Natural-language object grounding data
=-=-=-=-=
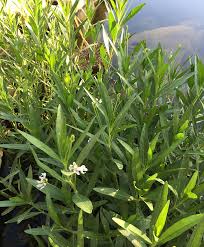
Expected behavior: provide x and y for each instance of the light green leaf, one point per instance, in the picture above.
(136, 242)
(191, 184)
(80, 237)
(54, 192)
(83, 202)
(197, 235)
(132, 229)
(160, 223)
(42, 146)
(132, 13)
(46, 168)
(118, 194)
(86, 150)
(179, 227)
(52, 210)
=-=-=-=-=
Exercise aim »
Each line of the data above needs to be retyped as it is, without any picture.

Exercise response »
Expected behavior: provide x and y for each instance of the light green leaf, one point per instance, in the picture above.
(136, 242)
(191, 184)
(80, 237)
(54, 192)
(83, 202)
(197, 235)
(132, 229)
(160, 223)
(42, 146)
(132, 13)
(46, 168)
(118, 194)
(86, 150)
(179, 227)
(52, 210)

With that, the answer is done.